- Opening Delimiter -
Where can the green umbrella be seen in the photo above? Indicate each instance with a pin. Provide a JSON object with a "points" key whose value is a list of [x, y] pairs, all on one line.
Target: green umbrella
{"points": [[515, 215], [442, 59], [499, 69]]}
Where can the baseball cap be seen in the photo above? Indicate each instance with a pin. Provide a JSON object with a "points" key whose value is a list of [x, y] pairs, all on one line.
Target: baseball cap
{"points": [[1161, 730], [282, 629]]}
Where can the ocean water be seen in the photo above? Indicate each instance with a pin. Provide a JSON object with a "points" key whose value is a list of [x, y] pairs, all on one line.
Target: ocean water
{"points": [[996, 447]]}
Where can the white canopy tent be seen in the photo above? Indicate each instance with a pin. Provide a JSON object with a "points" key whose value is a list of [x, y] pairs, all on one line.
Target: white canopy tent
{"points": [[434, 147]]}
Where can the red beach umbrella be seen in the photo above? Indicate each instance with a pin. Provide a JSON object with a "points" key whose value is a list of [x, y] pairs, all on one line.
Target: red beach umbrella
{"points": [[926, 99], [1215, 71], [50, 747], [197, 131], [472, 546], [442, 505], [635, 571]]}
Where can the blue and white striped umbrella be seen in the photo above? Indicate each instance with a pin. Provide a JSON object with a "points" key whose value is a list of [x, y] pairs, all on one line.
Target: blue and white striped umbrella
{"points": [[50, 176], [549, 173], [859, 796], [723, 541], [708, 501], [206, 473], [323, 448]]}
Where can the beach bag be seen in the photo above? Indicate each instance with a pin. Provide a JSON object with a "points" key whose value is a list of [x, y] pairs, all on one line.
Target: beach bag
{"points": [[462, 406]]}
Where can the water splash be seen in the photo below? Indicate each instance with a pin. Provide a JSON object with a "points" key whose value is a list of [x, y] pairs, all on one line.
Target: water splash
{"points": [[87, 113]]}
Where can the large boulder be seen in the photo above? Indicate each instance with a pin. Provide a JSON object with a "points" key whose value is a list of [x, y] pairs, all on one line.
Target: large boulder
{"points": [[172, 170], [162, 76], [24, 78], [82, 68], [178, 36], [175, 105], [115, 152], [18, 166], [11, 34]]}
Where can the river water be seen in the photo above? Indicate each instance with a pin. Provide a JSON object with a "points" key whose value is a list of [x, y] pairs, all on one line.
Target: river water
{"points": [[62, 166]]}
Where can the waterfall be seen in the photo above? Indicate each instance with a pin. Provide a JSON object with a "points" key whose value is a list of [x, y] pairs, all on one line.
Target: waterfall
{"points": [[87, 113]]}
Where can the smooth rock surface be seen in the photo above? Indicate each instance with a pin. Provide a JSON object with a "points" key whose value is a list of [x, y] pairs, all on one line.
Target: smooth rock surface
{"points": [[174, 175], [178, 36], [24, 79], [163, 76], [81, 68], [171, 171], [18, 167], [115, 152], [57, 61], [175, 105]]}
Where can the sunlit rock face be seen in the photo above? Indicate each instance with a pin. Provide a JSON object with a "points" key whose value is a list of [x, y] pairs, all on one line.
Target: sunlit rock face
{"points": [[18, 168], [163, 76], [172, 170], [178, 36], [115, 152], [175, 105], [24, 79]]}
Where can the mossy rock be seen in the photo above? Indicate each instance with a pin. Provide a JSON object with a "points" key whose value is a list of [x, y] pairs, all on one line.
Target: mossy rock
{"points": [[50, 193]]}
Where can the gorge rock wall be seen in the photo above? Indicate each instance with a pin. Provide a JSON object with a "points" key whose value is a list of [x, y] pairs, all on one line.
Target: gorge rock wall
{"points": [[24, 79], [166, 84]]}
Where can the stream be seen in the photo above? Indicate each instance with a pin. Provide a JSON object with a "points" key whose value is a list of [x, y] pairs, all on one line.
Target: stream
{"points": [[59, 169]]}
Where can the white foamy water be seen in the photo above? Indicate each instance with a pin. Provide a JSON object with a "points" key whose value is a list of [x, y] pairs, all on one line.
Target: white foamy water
- Closing Delimiter -
**HOW TO COMPLETE THIS TASK**
The response has to contain every record shown above, unaltered and complete.

**OUTPUT FOR THIS TASK**
Where can the green umbrella be seen in the photo above? Indicate each instance with a pin. Provide a JSON object with a "points" key whose value is a list of [x, y] pairs, all on one line.
Target: green umbrella
{"points": [[515, 215], [442, 59], [499, 69]]}
Where can the baseball cap be seen in the photo above? Indicate each instance with a pin. Provide a JSON object with a "points" key whose value is a list of [x, y] pairs, all on one line.
Target: baseball cap
{"points": [[1161, 730], [282, 629]]}
Where can the ocean water be seen in the photo above? Indicate each instance with a pin. Provide a JSON object with a "points" key whose value is a list of [x, y] pairs, all on one line.
Target: ocean water
{"points": [[996, 447]]}
Where can the white canopy tent be seen in the photo above? Indicate each instance with a pin. Provide a JSON object with a "points" key whose value is a list of [x, y] pairs, all on one line.
Target: white canopy tent
{"points": [[434, 147]]}
Where can the red beach umbrella be seen in the photo above? Indicate each instance with a pin. Provide a JSON object with a "points" key whose value is a list of [x, y] pairs, all on one line.
Target: red beach umbrella
{"points": [[926, 99], [1215, 71], [50, 747], [197, 131], [472, 546], [442, 505], [635, 571]]}
Where can the blue and white striped umbrella be seen in the photo above? Indicate each instance with a pin. Provide a JSON object with a "points" key whose value is a list of [x, y] pairs, all on one line.
Target: blue and white striped umbrella
{"points": [[50, 176], [549, 173], [859, 796], [723, 541], [708, 501], [206, 473], [323, 448]]}
Where can the beach bag be seen in the photo above? Indicate each instance with a pin. Provide a JSON object with a "points" key whose value is a list of [x, y] pairs, all on one line.
Target: beach bag
{"points": [[462, 406]]}
Where can the water splash be seen in the photo below? Indicate each instance with a pin. Provide a JSON object with a "points" key whose value is a list of [x, y] pairs, all on one line.
Target: water splash
{"points": [[87, 113]]}
Where can the large boulder be seen in the photo above? Indicate each instance with a pin. Provide a JSON object with a "points" key whose value is a list of [x, y] pairs, all on one line.
Target: large boulder
{"points": [[172, 170], [162, 76], [24, 78], [82, 68], [178, 36], [175, 105], [115, 152], [18, 166], [11, 34]]}
Where can the river water be seen in the photo above? Indicate each instance with a pin. Provide a JSON object with a "points" key whose value is a list of [x, y] pairs, all on one line.
Target: river water
{"points": [[62, 166]]}
Where can the waterfall be seen in the photo above? Indicate each instance with a pin. Provide a JSON object with a "points" key whose value is a list of [x, y] pairs, all on one line.
Target: waterfall
{"points": [[87, 113]]}
Where can the smooth rock surface be seen in the photo above? Indicate each instance with a pin. Provide a JSON object with a "points" key whose value is a list of [x, y] pairs, all on one line.
Target: smooth rock surface
{"points": [[174, 175], [178, 36], [24, 79], [163, 76], [81, 68], [171, 171], [18, 167], [115, 152], [57, 61], [175, 105]]}
Where can the sunlit rock face be seen in the photo above? Indicate each instance with a pin. Provide a JSON object with a "points" key whose value is a list of [x, y] pairs, all on one line.
Target: sunlit rock face
{"points": [[18, 168], [163, 76], [172, 170], [178, 36], [115, 152], [175, 105], [24, 79]]}
Where can the mossy rock be seen in the photo above? Indicate each instance with a pin. Provide a JSON object with a "points" key whose value is a list of [x, y] pairs, all on one line.
Target: mossy rock
{"points": [[50, 193]]}
Where can the gorge rock wall be seen in the photo above? Indicate each instance with a pin. Provide a JSON object with a "points" key whose value is a list of [x, y] pairs, all on one line.
Target: gorge rock wall
{"points": [[24, 79], [166, 84]]}
Where can the stream be seen in the photo above? Indicate each instance with a pin. Provide a JSON object with a "points" key whose value is a list of [x, y] pairs, all on one line.
Target: stream
{"points": [[59, 169]]}
Where can the white foamy water be seen in the photo above? Indicate each instance with a pin. Provide a JSON object with a "points" key whose value is a list of [x, y] pairs, all on one line.
Target: white foamy water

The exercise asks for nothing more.